#### EXTRAIT PRÉSENTÉ:
Ce n'est point par les lois que l'état subsiste, c'est par le pouvoir législatif. La loi d'hier n'oblige pas aujourd'hui : mais le consentement tacite est présumé du silence, et le souverain est censé confirmer incessamment les lois qu'il n'abroge pas, pouvant le faire. Tout ce qu'il a déclaré vouloir une fois, il le veut toujours, à moins qu'il ne le révoque.

Pourquoi donc porte-t-on tant de respect aux anciennes lois? C'est pour cela même. On doit croire qu'il n'y a que l'excellence des volontés antiques qui les ait pu conserver si long-temps: si le souverain ne les eût reconnues constamment salutaires, il les eût mille fois révoquées. Voilà pourquoi, loin de s'affaiblir, les lois acquièrent sans cesse une force nouvelle dans tout état bien constitué; le préjugé de l'antiquité les rend chaque jour plus vénérables : au lieu que partout où les lois s'affaiblissent en vieillissant, cela prouve qu'il n'y a plus de pouvoir législatif, et que l'état ne vit plus.

CHAPITRE XII.

Comment se maintient l'autorité souveraine.

Le souverain, n'ayant d'autre force que la puissance législative, n'agit que par des lois; et les lois n'étant que des actes authentiques de la volonté générale, le souverain ne saurait agir que quand le peuple est assemblé. Le peuple assemblé, dira-t-on;

quelle chimère! C'est une chimère aujourd'hui ; mais ce n'en était pas une il y a deux mille ans. Les hommes ont-ils changé de nature?

#### CONSIGNE 1:
D'après l'extrait, par quoi l'état subsiste-t-il ?
#### CONSIGNE 2:
Indiquez si chacune des affirmations suivantes concorde avec l'extrait, en répondant par oui ou par non et en citant les mots décisifs de celui-ci : (a) La loi d'hier oblige encore aujourd'hui. (b) Le souverain ne peut agir que lorsque le peuple est assemblé. (c) Dans un état bien constitué, les lois s'affaiblissent en vieillissant.
#### CONSIGNE 3:
Recopiez l'extrait de « Pourquoi donc porte-t-on » à « CHAPITRE XII. ».
La consultation des enregistrements n'est pas nécessaire.

#### ENREGISTREMENTS FOURNIS:
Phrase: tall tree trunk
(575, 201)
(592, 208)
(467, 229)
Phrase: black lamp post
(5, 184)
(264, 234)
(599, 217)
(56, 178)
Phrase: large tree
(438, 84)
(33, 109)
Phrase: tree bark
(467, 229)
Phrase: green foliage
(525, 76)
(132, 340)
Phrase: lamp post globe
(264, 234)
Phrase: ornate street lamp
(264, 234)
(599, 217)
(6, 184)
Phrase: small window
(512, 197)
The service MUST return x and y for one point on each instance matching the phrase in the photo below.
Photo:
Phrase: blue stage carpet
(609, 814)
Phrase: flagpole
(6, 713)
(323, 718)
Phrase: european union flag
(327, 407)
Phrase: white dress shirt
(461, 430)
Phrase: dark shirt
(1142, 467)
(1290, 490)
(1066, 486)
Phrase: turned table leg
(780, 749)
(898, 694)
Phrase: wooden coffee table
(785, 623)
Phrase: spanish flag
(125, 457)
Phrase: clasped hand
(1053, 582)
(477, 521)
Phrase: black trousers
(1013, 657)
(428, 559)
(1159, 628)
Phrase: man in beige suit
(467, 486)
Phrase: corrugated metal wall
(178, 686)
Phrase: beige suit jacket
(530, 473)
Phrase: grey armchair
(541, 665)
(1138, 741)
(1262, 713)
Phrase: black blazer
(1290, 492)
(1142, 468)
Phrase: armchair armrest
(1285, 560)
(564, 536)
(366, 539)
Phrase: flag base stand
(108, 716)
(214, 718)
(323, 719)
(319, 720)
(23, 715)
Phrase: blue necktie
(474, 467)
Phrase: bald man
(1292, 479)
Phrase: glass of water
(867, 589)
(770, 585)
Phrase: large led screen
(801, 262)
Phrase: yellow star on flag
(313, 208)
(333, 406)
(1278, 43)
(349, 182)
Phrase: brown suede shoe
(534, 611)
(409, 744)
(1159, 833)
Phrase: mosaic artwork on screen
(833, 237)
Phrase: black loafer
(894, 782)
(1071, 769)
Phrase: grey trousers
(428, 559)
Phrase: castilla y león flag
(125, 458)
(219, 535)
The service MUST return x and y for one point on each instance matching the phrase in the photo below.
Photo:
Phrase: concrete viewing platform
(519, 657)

#### RÉPONSE COMPLÈTE 1:
Par le pouvoir législatif.

#### RÉPONSE COMPLÈTE 2:
(a) Non : « La loi d'hier n'oblige pas aujourd'hui ».
(b) Oui : « le souverain ne saurait agir que quand le peuple est assemblé ».
(c) Non : « loin de s'affaiblir, les lois acquièrent sans cesse une force nouvelle dans tout état bien constitué ».

#### RÉPONSE COMPLÈTE 3:
Pourquoi donc porte-t-on tant de respect aux anciennes lois? C'est pour cela même. On doit croire qu'il n'y a que l'excellence des volontés antiques qui les ait pu conserver si long-temps: si le souverain ne les eût reconnues constamment salutaires, il les eût mille fois révoquées. Voilà pourquoi, loin de s'affaiblir, les lois acquièrent sans cesse une force nouvelle dans tout état bien constitué; le préjugé de l'antiquité les rend chaque jour plus vénérables : au lieu que partout où les lois s'affaiblissent en vieillissant, cela prouve qu'il n'y a plus de pouvoir législatif, et que l'état ne vit plus.

CHAPITRE XII.